DIRECTIONS FOR THIS TASK | Print every line of the records below verbatim, leaving out the pictures.

PROVIDED RECORDS |
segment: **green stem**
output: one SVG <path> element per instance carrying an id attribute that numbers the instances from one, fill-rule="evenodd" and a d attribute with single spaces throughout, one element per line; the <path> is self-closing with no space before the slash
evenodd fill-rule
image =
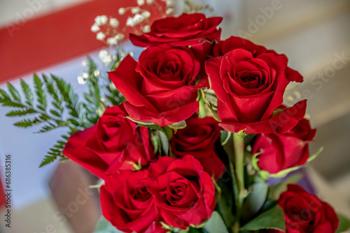
<path id="1" fill-rule="evenodd" d="M 200 112 L 198 114 L 198 116 L 200 118 L 204 118 L 206 116 L 206 113 L 205 112 L 204 100 L 201 98 L 199 102 L 200 102 Z"/>
<path id="2" fill-rule="evenodd" d="M 241 207 L 245 198 L 244 188 L 244 139 L 237 134 L 233 135 L 233 146 L 234 147 L 234 172 L 236 182 L 238 189 L 238 198 L 237 202 L 237 216 L 234 225 L 235 232 L 239 230 L 239 218 Z"/>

EXERCISE ANSWER |
segment: **green stem**
output: one SVG <path> element per instance carrying an id attribute that numbers the instances from one, fill-rule="evenodd" and a d attribute with single spaces throughout, one element per line; the <path> is self-closing with no space before the slash
evenodd fill-rule
image =
<path id="1" fill-rule="evenodd" d="M 200 112 L 198 114 L 198 116 L 200 118 L 204 118 L 206 116 L 206 113 L 205 112 L 204 100 L 201 98 L 199 102 L 200 102 Z"/>
<path id="2" fill-rule="evenodd" d="M 241 207 L 245 198 L 244 188 L 244 139 L 237 134 L 233 135 L 233 146 L 234 147 L 234 172 L 236 182 L 238 189 L 238 198 L 237 202 L 237 216 L 234 225 L 235 232 L 239 230 L 239 218 Z"/>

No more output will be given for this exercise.